Below are records; transcribe only the line with "Would you mind pointing out the rear" and those after it, through the last line, without any change.

===== Data for this exercise

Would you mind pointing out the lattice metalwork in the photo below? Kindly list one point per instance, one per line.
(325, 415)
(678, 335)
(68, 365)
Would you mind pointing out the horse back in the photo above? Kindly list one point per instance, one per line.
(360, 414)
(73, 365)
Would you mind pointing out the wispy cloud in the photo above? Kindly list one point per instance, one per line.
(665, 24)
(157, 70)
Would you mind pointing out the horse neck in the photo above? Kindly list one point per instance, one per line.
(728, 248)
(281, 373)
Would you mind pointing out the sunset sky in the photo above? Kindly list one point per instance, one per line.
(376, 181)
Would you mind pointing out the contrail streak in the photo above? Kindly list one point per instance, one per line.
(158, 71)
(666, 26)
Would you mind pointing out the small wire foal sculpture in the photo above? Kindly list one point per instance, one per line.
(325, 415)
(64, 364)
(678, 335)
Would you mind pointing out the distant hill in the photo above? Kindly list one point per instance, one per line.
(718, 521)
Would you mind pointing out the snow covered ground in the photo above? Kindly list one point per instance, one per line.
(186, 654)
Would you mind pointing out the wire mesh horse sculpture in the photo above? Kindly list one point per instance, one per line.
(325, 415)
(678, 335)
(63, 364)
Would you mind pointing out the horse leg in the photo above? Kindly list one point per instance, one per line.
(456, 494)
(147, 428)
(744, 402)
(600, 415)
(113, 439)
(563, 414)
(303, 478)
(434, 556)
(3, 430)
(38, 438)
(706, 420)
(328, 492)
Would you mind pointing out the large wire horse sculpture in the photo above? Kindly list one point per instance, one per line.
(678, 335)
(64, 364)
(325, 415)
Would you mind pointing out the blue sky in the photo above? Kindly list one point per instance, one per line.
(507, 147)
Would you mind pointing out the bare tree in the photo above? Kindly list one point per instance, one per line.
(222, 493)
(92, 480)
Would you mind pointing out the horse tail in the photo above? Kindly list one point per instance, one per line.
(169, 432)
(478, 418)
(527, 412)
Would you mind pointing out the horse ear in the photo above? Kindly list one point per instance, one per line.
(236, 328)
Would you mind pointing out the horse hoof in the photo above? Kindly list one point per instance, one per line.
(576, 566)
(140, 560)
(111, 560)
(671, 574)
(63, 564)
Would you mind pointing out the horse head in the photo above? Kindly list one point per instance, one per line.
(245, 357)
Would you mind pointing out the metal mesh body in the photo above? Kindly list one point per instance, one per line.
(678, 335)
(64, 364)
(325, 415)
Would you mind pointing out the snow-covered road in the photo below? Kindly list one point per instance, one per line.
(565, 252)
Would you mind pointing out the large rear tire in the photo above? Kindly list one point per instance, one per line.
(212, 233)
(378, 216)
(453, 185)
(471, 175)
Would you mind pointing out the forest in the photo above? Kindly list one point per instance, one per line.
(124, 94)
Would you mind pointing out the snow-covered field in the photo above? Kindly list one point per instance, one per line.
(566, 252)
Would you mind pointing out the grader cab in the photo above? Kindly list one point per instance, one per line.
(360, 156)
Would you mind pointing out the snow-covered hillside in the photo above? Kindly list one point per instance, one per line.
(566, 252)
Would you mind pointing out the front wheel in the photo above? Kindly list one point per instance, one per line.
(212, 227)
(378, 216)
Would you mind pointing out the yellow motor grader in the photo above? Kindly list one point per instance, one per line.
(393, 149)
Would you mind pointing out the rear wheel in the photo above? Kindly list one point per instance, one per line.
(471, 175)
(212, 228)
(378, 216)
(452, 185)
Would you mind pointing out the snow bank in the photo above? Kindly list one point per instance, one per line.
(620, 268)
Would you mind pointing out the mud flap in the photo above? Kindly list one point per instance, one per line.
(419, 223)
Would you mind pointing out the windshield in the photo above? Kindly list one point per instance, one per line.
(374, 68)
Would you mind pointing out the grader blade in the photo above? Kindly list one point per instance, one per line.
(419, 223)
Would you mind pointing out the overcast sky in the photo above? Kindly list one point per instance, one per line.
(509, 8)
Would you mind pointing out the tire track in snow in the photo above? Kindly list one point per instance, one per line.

==========

Task output:
Would you mind pointing out the rear wheel in the photo above? Kindly list one point per instance, one per line.
(471, 175)
(212, 228)
(378, 216)
(452, 185)
Would you mind pointing out the snow bank in the photo above? Kindly list one point per instance, one per line.
(620, 268)
Would you mind pointing out the mud flap in the photo above? Kindly list one point per instance, one per line.
(419, 223)
Would you mind pointing out the windshield in the photo above? Kindly list one point per instance, one per line.
(374, 68)
Would you mind pointing out the grader blade in the photo above? Kindly list one point per instance, one per line.
(419, 223)
Would you mind pointing out the overcast sky in the photo above? Kindly list one point per instance, one per line.
(509, 8)
Would you mind pointing out the tire track in snow in the photo above? Kindly list one point per instance, one per line.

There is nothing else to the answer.